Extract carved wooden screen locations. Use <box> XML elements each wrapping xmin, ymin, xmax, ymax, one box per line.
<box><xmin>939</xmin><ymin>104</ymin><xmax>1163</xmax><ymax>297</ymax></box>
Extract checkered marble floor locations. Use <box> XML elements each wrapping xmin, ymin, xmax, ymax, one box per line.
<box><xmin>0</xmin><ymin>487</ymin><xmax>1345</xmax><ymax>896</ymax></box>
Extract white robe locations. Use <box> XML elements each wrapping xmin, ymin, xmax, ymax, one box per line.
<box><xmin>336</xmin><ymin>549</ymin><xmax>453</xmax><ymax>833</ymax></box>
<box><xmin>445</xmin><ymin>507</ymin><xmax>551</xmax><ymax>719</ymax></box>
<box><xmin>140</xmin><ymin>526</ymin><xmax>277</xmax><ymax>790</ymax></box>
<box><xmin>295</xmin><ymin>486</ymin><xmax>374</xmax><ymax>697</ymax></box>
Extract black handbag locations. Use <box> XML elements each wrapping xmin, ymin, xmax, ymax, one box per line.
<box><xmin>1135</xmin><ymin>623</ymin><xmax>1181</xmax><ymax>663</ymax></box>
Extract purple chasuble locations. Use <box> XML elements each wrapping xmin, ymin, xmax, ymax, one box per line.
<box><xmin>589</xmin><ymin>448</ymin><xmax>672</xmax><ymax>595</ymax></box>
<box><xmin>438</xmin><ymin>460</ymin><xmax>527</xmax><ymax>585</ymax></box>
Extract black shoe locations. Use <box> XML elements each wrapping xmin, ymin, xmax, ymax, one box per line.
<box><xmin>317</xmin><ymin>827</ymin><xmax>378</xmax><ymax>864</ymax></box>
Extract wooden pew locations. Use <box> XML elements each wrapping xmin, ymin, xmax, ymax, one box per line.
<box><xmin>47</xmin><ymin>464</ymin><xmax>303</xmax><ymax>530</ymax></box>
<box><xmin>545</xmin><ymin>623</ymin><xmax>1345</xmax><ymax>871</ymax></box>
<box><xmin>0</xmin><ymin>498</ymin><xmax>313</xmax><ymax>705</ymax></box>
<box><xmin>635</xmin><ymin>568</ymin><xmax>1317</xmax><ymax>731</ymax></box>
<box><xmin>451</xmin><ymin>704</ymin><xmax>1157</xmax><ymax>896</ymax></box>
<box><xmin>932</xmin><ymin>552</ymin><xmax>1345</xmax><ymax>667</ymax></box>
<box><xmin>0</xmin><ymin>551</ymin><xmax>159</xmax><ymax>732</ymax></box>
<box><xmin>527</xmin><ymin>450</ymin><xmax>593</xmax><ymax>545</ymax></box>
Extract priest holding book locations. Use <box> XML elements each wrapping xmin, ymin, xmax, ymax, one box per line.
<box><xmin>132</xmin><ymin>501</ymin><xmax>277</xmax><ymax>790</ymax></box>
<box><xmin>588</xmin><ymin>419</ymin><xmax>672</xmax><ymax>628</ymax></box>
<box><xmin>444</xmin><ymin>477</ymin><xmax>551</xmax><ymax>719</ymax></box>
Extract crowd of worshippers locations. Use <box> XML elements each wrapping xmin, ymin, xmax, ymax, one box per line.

▬▬▬

• _Challenge_:
Return precisely the lines of the records, starting with the line that holds "Extract purple chasuble" and ending with the last one.

• _The reply_:
Extract purple chasuble locations. Use <box> XML elements each wrapping xmin, ymin, xmax, ymax, one box per line.
<box><xmin>589</xmin><ymin>448</ymin><xmax>672</xmax><ymax>595</ymax></box>
<box><xmin>438</xmin><ymin>460</ymin><xmax>527</xmax><ymax>585</ymax></box>
Extract black shoe locations. Use <box> XML elements each wrapping xmin, ymin, xmax, ymax, one box per line.
<box><xmin>317</xmin><ymin>827</ymin><xmax>378</xmax><ymax>864</ymax></box>
Extract wooden pew locations. Use <box> XML elements each wrapping xmin, ymin, xmax, ymax, one box per line.
<box><xmin>47</xmin><ymin>464</ymin><xmax>303</xmax><ymax>530</ymax></box>
<box><xmin>545</xmin><ymin>623</ymin><xmax>1345</xmax><ymax>871</ymax></box>
<box><xmin>0</xmin><ymin>498</ymin><xmax>313</xmax><ymax>705</ymax></box>
<box><xmin>635</xmin><ymin>568</ymin><xmax>1317</xmax><ymax>731</ymax></box>
<box><xmin>451</xmin><ymin>704</ymin><xmax>1157</xmax><ymax>896</ymax></box>
<box><xmin>932</xmin><ymin>552</ymin><xmax>1345</xmax><ymax>667</ymax></box>
<box><xmin>0</xmin><ymin>551</ymin><xmax>159</xmax><ymax>732</ymax></box>
<box><xmin>527</xmin><ymin>450</ymin><xmax>593</xmax><ymax>545</ymax></box>
Extract priest holding book locations. Use <box> XML elements each wrapping xmin, ymin, xmax, ymax, one box per line.
<box><xmin>132</xmin><ymin>501</ymin><xmax>277</xmax><ymax>790</ymax></box>
<box><xmin>588</xmin><ymin>419</ymin><xmax>672</xmax><ymax>628</ymax></box>
<box><xmin>444</xmin><ymin>477</ymin><xmax>551</xmax><ymax>719</ymax></box>
Extract crowd of worshippers locations. Use <box> XML elements each wrapping xmin, ymin, xmax, ymax, one box per line.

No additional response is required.